• EXERCISE OBJECTIVE
Add 6 to every coordinate in the answers of the items below, from the line with "TARGET: reflection on water" through the end of the items, and rewrite all of those lines in full.

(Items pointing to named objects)
========================================
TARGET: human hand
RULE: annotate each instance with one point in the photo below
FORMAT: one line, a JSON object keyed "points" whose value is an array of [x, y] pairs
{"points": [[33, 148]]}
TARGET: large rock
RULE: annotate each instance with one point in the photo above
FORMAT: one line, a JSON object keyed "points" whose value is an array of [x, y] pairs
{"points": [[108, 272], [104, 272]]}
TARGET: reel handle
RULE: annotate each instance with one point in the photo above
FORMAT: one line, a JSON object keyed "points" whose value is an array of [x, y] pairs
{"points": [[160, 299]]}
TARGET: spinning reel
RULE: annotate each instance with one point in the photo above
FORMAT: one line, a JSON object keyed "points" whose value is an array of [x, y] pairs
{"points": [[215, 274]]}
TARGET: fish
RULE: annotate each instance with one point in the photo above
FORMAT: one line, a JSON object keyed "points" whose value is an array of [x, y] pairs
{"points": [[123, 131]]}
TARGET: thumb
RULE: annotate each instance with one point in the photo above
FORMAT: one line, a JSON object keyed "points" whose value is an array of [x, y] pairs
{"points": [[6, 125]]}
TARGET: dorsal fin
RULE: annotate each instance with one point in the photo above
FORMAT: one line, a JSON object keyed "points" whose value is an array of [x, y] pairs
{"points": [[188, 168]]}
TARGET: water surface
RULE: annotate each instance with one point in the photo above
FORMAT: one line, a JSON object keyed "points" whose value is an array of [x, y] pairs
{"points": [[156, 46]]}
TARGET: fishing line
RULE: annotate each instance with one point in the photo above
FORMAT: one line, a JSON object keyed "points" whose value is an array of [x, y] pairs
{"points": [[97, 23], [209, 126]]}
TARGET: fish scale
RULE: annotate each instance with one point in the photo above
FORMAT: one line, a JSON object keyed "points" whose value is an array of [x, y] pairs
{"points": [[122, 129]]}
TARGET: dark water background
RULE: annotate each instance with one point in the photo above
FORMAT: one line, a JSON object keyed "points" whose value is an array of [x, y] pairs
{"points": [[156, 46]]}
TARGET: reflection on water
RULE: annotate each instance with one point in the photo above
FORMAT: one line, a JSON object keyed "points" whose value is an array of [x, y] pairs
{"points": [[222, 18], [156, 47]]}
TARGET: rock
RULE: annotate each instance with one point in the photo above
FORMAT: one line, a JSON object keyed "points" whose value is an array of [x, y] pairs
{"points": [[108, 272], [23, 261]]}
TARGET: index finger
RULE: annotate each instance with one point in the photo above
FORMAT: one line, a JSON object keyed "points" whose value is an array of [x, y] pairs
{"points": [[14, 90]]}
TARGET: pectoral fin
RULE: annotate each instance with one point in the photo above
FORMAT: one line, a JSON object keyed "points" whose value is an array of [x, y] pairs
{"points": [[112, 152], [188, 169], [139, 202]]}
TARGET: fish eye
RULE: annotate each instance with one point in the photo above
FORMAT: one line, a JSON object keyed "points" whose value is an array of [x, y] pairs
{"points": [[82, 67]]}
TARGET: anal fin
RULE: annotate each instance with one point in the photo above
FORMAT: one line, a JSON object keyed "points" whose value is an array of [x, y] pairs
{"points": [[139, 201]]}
========================================
• EXPECTED ANSWER
TARGET: reflection on water
RULE: annotate each instance with one point in the photo above
FORMAT: one line, a JSON object keyed "points" whose value is an array of [x, y] pairs
{"points": [[228, 24], [162, 53]]}
TARGET: rock
RULE: annotate each instance with one point in the photo above
FORMAT: one line, a JSON object keyed "points" whose value is an array of [x, y] pairs
{"points": [[114, 278], [29, 267]]}
TARGET: index finger
RULE: annotate each instance with one point in the photo above
FORMAT: one line, a JSON object keyed "points" whose value is an array of [x, y] pairs
{"points": [[20, 96]]}
TARGET: pectoral fin
RULE: annotate each instance with one point in the photo above
FORMAT: one line, a JSON object keyed "points" whose value is an array of [x, y] pairs
{"points": [[118, 158], [194, 175], [145, 208]]}
TARGET: fish eye
RULE: annotate each instance with one point in the photo above
FORMAT: one line, a JSON object keyed "points" whose value is an array of [x, y] pairs
{"points": [[88, 73]]}
TARGET: anal fin
RULE: annotate each instance with one point in the photo above
FORMAT: one line, a JSON object keyed "points" whose value is an array of [x, y] pairs
{"points": [[145, 207]]}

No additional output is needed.